# Given task:
Repeat every one of the records below word for word.

# Excerpts from point annotation data:
□ □ □ □
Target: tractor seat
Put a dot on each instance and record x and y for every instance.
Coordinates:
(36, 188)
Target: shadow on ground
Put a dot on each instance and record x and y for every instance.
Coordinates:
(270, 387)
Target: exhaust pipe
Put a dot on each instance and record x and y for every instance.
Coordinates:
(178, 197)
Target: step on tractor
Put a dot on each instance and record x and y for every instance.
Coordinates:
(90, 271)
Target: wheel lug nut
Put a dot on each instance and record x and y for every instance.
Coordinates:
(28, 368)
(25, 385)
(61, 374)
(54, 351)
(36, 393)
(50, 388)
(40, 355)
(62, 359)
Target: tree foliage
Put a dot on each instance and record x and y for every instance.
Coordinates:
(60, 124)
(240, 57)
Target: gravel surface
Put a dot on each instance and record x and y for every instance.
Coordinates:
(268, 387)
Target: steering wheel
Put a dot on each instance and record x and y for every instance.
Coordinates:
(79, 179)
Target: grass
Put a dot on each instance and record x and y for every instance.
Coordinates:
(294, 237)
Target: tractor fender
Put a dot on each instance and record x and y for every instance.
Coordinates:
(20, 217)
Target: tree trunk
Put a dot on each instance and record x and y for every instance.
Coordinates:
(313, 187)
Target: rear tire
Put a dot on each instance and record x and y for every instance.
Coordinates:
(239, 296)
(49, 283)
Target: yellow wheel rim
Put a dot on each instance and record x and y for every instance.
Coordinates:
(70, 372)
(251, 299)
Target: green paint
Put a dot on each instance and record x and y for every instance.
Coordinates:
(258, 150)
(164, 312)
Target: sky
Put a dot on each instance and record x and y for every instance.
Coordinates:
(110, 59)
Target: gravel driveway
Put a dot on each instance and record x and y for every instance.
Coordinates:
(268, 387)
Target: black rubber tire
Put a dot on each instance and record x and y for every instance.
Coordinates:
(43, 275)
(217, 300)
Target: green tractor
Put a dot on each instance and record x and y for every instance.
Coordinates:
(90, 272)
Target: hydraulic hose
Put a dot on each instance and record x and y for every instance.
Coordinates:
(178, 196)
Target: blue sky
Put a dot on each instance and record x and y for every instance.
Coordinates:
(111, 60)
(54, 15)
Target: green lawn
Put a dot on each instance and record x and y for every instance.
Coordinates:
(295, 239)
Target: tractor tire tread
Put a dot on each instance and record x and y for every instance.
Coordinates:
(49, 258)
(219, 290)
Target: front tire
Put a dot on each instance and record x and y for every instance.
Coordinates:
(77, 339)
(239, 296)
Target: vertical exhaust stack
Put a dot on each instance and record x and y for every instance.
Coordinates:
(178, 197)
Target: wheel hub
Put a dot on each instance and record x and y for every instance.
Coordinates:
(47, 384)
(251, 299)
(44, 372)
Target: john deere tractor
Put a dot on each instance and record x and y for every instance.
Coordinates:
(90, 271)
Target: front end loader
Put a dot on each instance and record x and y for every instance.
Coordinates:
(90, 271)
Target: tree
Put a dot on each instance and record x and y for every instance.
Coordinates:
□ □ □ □
# Completed task:
Target: tractor seat
Put a dot on each instance and record x and y for every instance.
Coordinates:
(36, 188)
Target: shadow on ground
Put a dot on each instance and record x and y for every instance.
Coordinates:
(270, 387)
Target: exhaust pipe
Put a dot on each instance and record x and y for every instance.
Coordinates:
(178, 197)
Target: step on tractor
Put a dot on each instance and record x and y for every instance.
Coordinates:
(90, 271)
Target: wheel lug nut
Put a dot on each instance and record x and y for every instance.
Coordinates:
(28, 368)
(25, 385)
(61, 374)
(54, 351)
(36, 393)
(50, 388)
(40, 355)
(62, 359)
Target: tree foliage
Put a dot on each instance and record x and y for every instance.
Coordinates:
(60, 124)
(240, 57)
Target: gravel surface
Put a dot on each instance and record x and y for every instance.
Coordinates:
(268, 387)
Target: steering wheel
Put a dot on each instance and record x and y for every instance.
Coordinates:
(79, 179)
Target: grass
Put a dot on each instance and record x and y for every instance.
Coordinates:
(294, 237)
Target: tractor fender
Put a dot on each instance and record x and y for every instance.
Coordinates:
(20, 217)
Target: tree trunk
Put a dot on each instance and record x and y for every instance.
Coordinates:
(313, 187)
Target: rear tire
Put a dot on each instance and record x and y for every instance.
Coordinates:
(239, 296)
(49, 283)
Target: yellow wheel rim
Put a dot on each instance and record x and y for every instance.
Coordinates:
(70, 372)
(251, 299)
Target: green paint
Put a dot on each instance and record x and y for every instance.
Coordinates:
(258, 150)
(164, 312)
Target: sky
Put a dot on each instance and record x and y for every instance.
Coordinates:
(110, 59)
Target: gravel driveway
Put a dot on each instance and record x and y for every instance.
Coordinates:
(268, 387)
Target: black rubber tire
Put a dot on each instance and record x and y for every instance.
Coordinates:
(43, 275)
(217, 300)
Target: green tractor
Put a dot on each instance and record x and y for every instance.
Coordinates:
(90, 272)
Target: hydraulic hose
Put a dot on each instance and record x and y for every instance.
Coordinates:
(178, 196)
Target: blue sky
Put a dot on each instance and record x and y for every instance.
Coordinates:
(111, 60)
(54, 15)
Target: green lawn
Put a dot on each instance and record x and y for every instance.
Coordinates:
(295, 239)
Target: tractor tire tread
Put a dot on each instance and record x and y for every instance.
Coordinates:
(49, 258)
(219, 290)
Target: front tire
Put a dot on each instance and record x and y for every instance.
Coordinates:
(77, 339)
(239, 296)
Target: vertical exhaust stack
Put a dot on each instance and record x and y for every instance.
Coordinates:
(178, 197)
Target: wheel hub
Put a dot on each instance and record x and y for every instance.
Coordinates:
(47, 384)
(251, 299)
(44, 372)
Target: john deere tractor
Put a dot on each instance and record x and y for every instance.
Coordinates:
(90, 271)
Target: front end loader
Put a dot on each instance and record x and y for every instance.
Coordinates:
(90, 271)
Target: tree
Put a dot on each instance and record x and y for every instance.
Coordinates:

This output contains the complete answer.